* **DATA PROVIDED**:

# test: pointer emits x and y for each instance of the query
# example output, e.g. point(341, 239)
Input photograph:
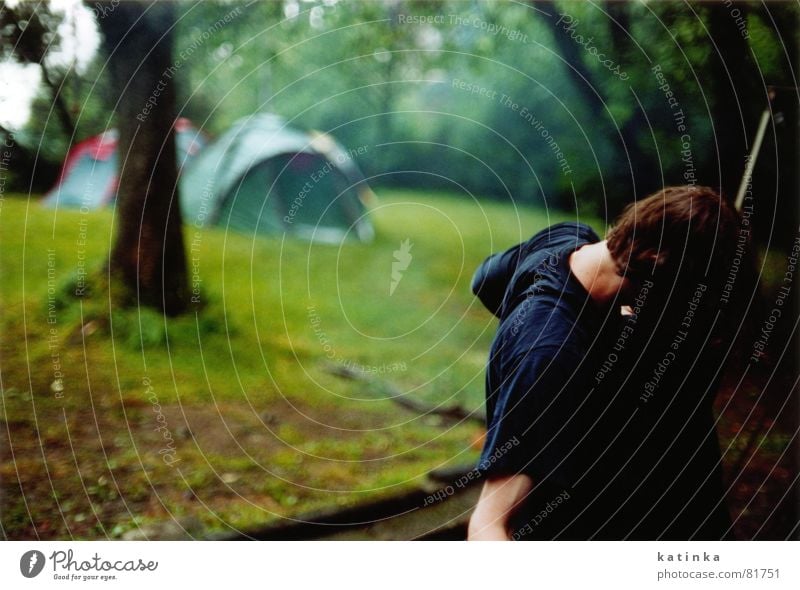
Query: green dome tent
point(263, 176)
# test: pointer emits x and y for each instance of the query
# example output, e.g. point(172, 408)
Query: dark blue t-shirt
point(604, 465)
point(534, 379)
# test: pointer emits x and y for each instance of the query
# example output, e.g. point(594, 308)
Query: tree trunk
point(148, 253)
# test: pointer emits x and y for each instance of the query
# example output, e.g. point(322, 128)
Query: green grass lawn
point(257, 425)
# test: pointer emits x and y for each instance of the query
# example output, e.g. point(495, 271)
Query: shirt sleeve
point(490, 281)
point(536, 422)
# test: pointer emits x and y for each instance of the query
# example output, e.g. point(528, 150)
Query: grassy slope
point(261, 428)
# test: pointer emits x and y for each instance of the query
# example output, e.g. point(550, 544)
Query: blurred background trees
point(363, 72)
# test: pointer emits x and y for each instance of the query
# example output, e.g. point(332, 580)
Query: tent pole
point(753, 156)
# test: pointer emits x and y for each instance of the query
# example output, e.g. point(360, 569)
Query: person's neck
point(596, 270)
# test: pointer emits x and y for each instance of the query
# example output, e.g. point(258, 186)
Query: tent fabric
point(89, 177)
point(266, 177)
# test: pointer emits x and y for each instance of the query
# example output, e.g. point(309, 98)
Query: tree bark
point(148, 252)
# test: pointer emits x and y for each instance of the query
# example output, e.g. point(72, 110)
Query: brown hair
point(690, 229)
point(682, 237)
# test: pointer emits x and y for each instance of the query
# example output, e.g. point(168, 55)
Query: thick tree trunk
point(148, 253)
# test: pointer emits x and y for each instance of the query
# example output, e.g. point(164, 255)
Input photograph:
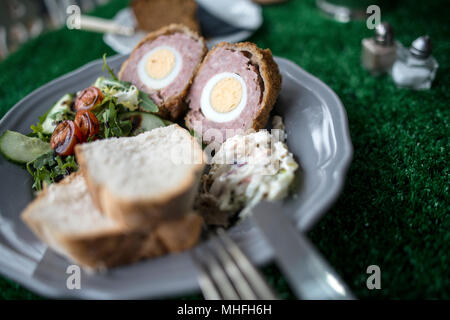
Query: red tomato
point(88, 123)
point(88, 98)
point(64, 138)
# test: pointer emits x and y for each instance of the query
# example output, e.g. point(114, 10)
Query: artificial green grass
point(394, 209)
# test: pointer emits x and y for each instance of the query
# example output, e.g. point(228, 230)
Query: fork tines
point(226, 273)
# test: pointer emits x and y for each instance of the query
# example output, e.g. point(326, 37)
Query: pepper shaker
point(415, 68)
point(379, 52)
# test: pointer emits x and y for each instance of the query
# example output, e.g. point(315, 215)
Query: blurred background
point(21, 20)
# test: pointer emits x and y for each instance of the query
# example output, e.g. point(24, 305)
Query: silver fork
point(225, 273)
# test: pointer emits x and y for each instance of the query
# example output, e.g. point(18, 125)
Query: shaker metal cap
point(421, 47)
point(384, 34)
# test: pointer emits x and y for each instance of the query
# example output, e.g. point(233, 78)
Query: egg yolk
point(226, 95)
point(160, 64)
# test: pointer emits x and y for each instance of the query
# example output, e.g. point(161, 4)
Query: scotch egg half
point(159, 67)
point(223, 97)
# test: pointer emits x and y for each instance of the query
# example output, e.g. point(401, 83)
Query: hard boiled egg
point(159, 67)
point(223, 97)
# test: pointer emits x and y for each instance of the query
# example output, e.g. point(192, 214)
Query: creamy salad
point(249, 168)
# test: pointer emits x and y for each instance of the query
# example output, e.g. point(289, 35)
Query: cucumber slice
point(20, 148)
point(143, 121)
point(63, 105)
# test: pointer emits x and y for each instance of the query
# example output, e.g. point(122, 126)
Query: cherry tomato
point(64, 138)
point(87, 122)
point(88, 98)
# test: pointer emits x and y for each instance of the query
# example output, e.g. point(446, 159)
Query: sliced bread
point(143, 180)
point(64, 217)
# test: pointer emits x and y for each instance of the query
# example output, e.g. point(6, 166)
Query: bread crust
point(268, 70)
point(145, 212)
point(117, 246)
point(175, 107)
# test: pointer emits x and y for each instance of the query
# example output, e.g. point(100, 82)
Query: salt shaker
point(379, 52)
point(415, 68)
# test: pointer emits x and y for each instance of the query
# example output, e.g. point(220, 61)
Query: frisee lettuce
point(50, 168)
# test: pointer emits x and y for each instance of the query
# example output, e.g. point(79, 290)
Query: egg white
point(205, 100)
point(164, 82)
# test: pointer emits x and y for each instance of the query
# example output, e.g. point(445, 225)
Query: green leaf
point(50, 168)
point(147, 104)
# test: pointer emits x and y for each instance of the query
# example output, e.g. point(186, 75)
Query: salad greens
point(50, 168)
point(124, 111)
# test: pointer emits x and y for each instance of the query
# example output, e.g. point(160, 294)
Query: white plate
point(318, 136)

* **TASK GOAL**:
Could you rewrite the records from their start through the line with "point(534, 379)", replacing "dark blue t-shirt" with "navy blue t-shirt" and keeping everything else the same? Leave the pictures out of your answer.

* **SOLUTION BELOW**:
# test: pointer emits x and y for each instance of the query
# example output, e.g. point(341, 239)
Input photograph:
Query: green dome tent
point(263, 176)
# test: pointer emits x and y for each instance of the query
# example output, e.g. point(172, 408)
Query: navy blue t-shirt
point(604, 465)
point(534, 379)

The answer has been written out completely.